[Stored data entries]
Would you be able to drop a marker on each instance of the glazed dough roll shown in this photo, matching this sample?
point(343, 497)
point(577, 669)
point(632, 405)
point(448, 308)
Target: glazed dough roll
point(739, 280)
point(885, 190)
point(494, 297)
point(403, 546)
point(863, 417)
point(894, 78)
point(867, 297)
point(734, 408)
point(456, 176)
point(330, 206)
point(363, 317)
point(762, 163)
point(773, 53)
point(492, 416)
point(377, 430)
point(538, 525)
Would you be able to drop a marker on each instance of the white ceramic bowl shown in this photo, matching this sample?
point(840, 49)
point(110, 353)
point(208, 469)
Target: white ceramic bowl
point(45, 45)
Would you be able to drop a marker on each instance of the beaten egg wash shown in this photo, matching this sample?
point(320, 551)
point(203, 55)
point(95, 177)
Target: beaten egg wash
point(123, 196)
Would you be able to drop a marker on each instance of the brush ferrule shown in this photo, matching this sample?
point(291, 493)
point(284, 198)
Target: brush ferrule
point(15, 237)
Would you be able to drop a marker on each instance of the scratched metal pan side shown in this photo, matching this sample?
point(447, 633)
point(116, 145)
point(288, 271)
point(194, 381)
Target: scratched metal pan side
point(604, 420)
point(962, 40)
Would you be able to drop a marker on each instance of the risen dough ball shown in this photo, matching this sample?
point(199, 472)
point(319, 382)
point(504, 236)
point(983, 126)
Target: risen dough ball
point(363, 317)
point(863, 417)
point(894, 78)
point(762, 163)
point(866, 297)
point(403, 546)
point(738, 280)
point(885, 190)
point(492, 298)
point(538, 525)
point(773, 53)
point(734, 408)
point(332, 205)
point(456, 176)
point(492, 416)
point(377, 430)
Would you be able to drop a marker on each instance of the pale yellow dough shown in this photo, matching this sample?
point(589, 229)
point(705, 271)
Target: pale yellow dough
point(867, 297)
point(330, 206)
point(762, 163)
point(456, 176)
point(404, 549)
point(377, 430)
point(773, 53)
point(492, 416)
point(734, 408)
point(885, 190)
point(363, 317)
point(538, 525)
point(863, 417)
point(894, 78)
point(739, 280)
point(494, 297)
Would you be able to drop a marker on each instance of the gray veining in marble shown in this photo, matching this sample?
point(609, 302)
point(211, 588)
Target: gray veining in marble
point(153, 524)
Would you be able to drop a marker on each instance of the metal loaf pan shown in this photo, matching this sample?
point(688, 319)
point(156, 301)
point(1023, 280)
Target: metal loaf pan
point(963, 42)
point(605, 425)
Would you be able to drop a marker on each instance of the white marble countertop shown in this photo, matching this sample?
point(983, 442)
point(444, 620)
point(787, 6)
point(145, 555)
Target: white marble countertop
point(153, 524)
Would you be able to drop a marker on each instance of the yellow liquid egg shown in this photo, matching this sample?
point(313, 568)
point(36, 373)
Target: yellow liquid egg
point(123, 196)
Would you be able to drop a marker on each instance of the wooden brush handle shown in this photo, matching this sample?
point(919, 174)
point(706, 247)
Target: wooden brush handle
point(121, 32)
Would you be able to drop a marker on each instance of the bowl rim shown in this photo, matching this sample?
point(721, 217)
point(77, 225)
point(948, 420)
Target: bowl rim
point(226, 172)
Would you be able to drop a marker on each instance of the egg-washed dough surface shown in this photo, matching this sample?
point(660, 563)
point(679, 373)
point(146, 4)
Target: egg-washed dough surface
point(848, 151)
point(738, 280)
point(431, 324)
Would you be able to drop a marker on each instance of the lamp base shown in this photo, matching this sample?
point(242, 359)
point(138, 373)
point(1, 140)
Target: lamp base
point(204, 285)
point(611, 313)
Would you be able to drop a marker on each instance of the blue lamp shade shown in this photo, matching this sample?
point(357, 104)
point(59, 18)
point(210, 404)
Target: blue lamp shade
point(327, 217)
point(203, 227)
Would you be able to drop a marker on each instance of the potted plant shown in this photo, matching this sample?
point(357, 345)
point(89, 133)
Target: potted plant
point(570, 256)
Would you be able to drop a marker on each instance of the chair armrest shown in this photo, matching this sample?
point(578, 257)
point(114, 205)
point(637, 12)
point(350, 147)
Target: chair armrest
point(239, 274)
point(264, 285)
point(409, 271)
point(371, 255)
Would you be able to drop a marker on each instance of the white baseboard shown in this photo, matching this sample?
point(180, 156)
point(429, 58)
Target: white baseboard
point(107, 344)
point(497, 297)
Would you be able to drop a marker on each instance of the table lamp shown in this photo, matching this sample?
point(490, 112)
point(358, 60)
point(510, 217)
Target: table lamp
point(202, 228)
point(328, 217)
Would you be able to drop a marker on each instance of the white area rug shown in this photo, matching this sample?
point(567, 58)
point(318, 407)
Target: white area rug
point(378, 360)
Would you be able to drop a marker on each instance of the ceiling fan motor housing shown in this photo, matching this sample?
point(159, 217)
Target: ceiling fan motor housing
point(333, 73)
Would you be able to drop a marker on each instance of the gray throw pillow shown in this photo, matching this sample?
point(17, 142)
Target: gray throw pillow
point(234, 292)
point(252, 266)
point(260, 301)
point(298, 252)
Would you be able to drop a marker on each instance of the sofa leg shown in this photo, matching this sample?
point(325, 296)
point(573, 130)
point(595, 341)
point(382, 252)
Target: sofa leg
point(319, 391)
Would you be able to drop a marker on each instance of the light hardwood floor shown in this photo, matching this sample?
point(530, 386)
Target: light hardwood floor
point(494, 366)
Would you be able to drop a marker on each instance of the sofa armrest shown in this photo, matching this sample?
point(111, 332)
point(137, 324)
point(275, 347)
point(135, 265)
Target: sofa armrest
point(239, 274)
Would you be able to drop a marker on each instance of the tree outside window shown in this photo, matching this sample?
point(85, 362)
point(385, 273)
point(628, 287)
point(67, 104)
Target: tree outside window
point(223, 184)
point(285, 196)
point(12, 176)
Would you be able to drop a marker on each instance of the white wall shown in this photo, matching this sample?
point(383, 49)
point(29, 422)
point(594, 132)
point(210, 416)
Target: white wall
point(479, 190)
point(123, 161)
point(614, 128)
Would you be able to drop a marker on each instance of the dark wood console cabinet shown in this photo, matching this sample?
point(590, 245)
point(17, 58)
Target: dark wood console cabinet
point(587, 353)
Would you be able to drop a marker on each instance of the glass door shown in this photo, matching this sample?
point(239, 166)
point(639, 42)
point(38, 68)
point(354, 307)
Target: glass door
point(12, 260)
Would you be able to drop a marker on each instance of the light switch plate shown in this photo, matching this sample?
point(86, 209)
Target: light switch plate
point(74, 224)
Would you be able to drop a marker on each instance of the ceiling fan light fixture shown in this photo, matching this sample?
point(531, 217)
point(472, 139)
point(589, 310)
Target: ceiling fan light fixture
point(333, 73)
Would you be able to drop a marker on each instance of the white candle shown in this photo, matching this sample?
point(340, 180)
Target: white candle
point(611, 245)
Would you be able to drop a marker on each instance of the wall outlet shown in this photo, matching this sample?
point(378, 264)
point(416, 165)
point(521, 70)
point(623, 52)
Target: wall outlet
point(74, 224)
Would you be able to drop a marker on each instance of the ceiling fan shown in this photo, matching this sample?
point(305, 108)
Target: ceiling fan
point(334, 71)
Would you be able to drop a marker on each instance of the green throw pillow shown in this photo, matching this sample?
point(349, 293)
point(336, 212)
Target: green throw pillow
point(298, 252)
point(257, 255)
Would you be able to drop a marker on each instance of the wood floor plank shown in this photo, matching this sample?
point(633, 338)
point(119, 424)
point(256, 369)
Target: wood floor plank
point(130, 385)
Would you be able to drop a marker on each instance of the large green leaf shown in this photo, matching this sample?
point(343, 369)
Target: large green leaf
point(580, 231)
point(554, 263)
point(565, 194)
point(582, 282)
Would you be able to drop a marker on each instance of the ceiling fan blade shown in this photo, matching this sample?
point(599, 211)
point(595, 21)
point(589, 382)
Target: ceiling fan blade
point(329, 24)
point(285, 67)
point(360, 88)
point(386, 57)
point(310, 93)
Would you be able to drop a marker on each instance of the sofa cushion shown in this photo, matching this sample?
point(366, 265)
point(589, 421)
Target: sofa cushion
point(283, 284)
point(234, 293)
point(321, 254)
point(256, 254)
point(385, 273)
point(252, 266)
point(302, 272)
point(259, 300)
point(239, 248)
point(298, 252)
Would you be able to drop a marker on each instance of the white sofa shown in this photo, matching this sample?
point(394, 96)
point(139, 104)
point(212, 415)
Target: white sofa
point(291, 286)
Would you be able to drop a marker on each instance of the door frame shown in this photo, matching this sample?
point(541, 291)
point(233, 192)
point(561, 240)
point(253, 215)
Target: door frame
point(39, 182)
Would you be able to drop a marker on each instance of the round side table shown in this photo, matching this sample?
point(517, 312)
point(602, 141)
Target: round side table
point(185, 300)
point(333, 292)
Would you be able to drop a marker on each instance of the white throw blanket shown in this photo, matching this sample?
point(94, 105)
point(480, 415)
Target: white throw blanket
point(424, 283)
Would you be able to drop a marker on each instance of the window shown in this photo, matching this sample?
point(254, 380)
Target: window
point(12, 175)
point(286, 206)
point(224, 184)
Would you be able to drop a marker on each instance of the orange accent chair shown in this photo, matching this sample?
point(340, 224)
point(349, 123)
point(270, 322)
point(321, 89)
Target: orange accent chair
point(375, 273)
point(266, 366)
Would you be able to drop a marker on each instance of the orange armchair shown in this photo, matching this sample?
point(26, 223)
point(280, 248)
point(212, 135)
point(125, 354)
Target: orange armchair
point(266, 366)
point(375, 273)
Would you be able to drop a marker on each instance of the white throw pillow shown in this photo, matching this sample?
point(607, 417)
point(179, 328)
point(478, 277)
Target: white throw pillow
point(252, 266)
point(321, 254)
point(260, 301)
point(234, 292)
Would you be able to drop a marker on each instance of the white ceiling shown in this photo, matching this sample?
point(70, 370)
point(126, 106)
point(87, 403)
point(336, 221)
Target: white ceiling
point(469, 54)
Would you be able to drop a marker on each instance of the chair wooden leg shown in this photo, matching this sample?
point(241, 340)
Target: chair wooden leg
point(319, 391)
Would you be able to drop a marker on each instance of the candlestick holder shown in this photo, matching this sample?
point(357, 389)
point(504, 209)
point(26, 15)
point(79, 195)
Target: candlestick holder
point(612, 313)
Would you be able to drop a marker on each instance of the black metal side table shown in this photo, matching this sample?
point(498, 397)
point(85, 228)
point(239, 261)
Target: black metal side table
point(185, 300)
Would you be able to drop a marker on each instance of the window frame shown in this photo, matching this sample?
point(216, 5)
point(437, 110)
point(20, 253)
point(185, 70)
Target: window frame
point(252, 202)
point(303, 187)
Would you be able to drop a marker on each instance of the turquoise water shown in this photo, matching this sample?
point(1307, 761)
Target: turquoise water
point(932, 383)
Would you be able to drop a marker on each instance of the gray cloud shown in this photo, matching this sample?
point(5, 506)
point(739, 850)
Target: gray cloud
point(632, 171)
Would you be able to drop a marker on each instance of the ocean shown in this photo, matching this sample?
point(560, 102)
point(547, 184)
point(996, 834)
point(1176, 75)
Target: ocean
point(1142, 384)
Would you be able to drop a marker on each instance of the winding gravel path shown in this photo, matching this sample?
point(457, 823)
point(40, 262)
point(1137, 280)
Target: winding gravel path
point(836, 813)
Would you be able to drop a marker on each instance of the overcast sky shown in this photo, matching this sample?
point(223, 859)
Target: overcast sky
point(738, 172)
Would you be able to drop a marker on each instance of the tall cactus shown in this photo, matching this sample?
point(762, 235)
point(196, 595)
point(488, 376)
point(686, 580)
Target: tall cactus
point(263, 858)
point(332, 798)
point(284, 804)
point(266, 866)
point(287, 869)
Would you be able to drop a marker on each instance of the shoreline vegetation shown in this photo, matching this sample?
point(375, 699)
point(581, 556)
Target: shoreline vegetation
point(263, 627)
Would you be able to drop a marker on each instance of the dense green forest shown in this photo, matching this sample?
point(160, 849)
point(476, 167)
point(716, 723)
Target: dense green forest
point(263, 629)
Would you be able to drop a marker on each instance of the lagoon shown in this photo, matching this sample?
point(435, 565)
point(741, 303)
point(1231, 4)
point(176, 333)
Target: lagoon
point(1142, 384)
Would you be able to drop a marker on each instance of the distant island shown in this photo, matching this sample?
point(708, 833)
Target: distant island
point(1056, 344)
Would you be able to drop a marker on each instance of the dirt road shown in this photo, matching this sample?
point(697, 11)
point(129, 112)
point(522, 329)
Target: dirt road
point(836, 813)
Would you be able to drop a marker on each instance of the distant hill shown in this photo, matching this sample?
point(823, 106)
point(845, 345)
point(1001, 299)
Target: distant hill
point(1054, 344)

▸ **Task to complete**
Of the entries above, repeat exactly the lines between the line with "point(589, 229)" and the line with "point(444, 620)", inclusive, and no others.

▸ **Response area**
point(589, 229)
point(705, 271)
Target: pale yellow dough
point(867, 297)
point(330, 206)
point(762, 163)
point(456, 176)
point(404, 549)
point(377, 430)
point(773, 53)
point(492, 416)
point(734, 408)
point(885, 190)
point(363, 317)
point(538, 525)
point(863, 417)
point(894, 78)
point(739, 280)
point(494, 297)
Would you be able to drop a marker on each instance of the gray veining in marble shown in this photo, matching this sample?
point(609, 302)
point(211, 588)
Target: gray veining in marble
point(153, 524)
Would you be able to drop a marker on each instance of the metal loaf pan shown in this photo, matching this sample?
point(688, 319)
point(156, 301)
point(1023, 280)
Target: metal loaf pan
point(963, 42)
point(605, 425)
Would you be able to drop a marker on each instance of the white marble countertop shown in this photo, matching this sample?
point(983, 442)
point(444, 620)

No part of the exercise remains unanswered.